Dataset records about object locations
⟨
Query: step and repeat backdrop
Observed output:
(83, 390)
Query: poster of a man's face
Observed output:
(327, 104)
⟩
Requirements: Set down every one of the rows above again, line for line, with nothing changed.

Written response:
Query: step and repeat backdrop
Observed output:
(83, 390)
Query: poster of a man's face
Observed output:
(327, 104)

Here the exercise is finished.